*What you are asked to do:*
Reproduce each of the entries below verbatim, with every line left unaltered.

----

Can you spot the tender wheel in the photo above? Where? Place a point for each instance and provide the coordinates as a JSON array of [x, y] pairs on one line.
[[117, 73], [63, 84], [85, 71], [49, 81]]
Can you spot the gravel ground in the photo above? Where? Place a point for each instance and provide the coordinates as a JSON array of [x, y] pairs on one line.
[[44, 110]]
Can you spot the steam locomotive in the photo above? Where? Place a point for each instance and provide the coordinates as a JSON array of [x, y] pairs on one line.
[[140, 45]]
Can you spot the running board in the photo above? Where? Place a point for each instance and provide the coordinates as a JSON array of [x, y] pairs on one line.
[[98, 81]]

----

*Correct result:*
Can you spot the tender wheel in the photo above? Where? Place a point for each instance and provide the coordinates as a JSON array of [x, y] pairs on one line.
[[117, 73], [63, 84], [85, 71], [49, 81]]
Can you spot the gravel ground in the photo above? Where? Place a point for each instance and provide the coordinates as a JSON array of [x, y] pairs on one line.
[[44, 110]]
Can you spot the steam locomotive in the photo above? Where? Place a point for each instance and provide the coordinates as a JSON array of [x, y] pairs on one line.
[[140, 45]]
Can you spot the running board in the photo above? Where? Place a point for each instance and provide the coordinates as a JSON array of [x, y] pairs on one line.
[[98, 81]]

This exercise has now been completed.